▶ _Source excerpt_:

════════════════════

Enthalpy change is defined as the difference in enthalpies of all the product and the reactants each multiplied with their respective number of moles.

The equation used to calculate enthalpy change is of a reaction is:

$\Delta H^o_{rxn}=\sum [n\times \Delta H_f_{(product)}]-\sum [n\times \Delta H_f_{(reactant)}]$

For the given chemical reaction:

$4CH_3NH_2(g)+2H_2O(l)\rightarrow 3CH_4(g)+CO_2(g)+4NH_3(g)$

The equation for the enthalpy change of the above reaction is:

$\Delta H_{rxn}=[(3\times \Delta H_f_{(CH_4(g))})+(1\times \Delta H_f_{(CO_2(g))})+(4\times \Delta H_f_{(NH_3(g))})]-[(4\times \Delta H_f_{(CH_3NH_2(g))})+(2\times \Delta H_f_{(H_2O(l))})]$

We are given:

$\Delta H_f_{(H_2O(l))}=-285.8kJ/mol\\\Delta H_f_{(NH_3(g))}=-46.1kJ/mol\\\Delta H_f_{(CH_4(g))}=-74.8kJ/mol\\\Delta H_f_{(CO_2(g))}=-393.5kJ/mol\\\Delta H_f_{(CH_3NH_2(g))}=-22.97kJ/mol$

════════════════════

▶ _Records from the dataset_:
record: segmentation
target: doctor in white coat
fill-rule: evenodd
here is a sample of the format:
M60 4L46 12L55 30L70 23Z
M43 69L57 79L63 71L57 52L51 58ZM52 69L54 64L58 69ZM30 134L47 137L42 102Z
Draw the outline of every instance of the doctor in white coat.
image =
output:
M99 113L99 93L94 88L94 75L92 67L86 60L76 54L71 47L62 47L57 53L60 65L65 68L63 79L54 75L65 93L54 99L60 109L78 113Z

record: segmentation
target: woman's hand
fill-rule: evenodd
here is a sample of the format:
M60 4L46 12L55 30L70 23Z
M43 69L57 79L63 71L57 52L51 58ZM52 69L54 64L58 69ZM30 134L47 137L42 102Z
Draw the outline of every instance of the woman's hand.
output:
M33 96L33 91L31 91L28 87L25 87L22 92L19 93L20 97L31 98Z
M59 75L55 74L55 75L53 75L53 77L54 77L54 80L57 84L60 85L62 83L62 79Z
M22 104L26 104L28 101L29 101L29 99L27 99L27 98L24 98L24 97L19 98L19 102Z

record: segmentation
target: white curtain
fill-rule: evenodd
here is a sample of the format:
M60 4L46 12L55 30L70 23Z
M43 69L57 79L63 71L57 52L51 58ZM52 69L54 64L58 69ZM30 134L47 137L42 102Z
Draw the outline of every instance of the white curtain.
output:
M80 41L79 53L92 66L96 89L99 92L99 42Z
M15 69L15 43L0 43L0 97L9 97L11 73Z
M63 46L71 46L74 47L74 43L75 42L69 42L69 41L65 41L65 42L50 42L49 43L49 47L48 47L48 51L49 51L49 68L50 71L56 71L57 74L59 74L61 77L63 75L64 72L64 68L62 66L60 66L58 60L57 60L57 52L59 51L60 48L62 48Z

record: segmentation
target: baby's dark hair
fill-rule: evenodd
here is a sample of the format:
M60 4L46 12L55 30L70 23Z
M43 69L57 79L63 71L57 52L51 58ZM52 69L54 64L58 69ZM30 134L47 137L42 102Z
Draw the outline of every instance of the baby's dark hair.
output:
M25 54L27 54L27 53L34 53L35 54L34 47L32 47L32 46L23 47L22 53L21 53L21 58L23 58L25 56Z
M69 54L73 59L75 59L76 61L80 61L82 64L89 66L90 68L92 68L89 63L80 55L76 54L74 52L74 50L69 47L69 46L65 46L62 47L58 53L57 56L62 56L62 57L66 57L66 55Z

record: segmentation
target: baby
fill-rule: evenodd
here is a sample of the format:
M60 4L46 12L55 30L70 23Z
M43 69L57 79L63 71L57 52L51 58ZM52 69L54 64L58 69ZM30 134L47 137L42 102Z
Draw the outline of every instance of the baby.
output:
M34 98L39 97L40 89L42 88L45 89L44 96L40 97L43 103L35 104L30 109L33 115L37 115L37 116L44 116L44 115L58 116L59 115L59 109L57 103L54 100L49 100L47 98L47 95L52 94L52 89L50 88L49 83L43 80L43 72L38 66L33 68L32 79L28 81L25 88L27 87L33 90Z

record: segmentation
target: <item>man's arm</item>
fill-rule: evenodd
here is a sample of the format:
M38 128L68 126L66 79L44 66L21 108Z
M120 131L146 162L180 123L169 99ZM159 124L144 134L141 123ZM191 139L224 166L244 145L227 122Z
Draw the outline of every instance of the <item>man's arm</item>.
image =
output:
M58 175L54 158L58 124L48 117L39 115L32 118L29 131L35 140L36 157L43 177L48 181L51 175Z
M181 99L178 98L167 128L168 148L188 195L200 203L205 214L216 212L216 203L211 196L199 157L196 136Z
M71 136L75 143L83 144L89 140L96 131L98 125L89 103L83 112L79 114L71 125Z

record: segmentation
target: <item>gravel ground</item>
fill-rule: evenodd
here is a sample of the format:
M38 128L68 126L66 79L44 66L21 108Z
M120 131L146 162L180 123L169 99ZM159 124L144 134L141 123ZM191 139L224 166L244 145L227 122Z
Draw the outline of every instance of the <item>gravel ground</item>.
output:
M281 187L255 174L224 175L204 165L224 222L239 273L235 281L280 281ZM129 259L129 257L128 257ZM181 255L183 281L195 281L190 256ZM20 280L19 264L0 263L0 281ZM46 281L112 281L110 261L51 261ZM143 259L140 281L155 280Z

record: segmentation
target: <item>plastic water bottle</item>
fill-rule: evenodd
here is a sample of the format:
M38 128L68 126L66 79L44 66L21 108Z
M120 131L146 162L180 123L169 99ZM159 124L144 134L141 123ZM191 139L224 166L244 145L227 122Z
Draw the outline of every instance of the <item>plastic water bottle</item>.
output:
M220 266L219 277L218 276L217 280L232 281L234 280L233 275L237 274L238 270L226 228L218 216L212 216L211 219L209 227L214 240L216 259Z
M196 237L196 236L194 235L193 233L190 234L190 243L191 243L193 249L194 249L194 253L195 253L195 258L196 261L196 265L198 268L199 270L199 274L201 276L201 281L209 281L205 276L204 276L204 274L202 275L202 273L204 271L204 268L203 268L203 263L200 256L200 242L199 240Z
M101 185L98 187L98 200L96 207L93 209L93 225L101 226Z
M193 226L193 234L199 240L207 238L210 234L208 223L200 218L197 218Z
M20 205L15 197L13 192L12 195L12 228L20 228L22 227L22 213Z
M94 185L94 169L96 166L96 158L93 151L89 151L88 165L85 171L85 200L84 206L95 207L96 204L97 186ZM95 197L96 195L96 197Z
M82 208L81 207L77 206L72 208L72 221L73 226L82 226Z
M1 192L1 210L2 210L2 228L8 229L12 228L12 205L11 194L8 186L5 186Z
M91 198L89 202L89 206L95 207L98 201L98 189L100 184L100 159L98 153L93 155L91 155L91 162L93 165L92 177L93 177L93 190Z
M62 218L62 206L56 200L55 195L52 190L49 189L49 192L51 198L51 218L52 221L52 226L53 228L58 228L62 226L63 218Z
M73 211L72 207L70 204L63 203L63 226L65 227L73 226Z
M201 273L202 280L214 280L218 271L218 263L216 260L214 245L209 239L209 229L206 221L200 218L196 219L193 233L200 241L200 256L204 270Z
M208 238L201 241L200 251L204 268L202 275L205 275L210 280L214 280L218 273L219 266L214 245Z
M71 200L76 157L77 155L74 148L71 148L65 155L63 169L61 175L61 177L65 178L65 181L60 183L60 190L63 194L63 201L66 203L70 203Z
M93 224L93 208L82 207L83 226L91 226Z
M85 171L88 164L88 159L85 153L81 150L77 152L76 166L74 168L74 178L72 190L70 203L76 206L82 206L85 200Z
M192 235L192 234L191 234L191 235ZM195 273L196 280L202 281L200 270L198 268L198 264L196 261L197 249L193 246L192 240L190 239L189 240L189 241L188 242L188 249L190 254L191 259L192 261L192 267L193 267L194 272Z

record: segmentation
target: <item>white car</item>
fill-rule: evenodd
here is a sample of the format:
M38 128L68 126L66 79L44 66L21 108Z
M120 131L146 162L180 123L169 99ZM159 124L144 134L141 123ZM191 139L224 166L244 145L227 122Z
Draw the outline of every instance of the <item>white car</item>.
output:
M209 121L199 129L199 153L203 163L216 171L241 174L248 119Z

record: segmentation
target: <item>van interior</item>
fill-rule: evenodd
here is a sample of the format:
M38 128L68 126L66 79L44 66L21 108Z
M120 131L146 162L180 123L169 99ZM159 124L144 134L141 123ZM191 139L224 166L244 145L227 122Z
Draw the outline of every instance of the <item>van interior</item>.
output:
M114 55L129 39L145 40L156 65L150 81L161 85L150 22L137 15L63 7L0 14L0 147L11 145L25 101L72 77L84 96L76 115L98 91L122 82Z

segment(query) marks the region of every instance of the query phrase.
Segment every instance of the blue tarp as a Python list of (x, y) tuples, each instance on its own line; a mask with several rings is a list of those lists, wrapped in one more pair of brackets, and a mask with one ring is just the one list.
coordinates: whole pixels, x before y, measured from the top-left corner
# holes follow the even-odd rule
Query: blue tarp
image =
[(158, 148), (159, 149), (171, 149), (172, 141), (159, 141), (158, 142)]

════════════════════

▶ _Your instructions_: Extract word for word the portion of the enthalpy passage that opens with the words containing "Enthalpy change is defined" and closes with "number of moles.". The data shown has no connection to the enthalpy passage.

▶ _Solved exercise_:
Enthalpy change is defined as the difference in enthalpies of all the product and the reactants each multiplied with their respective number of moles.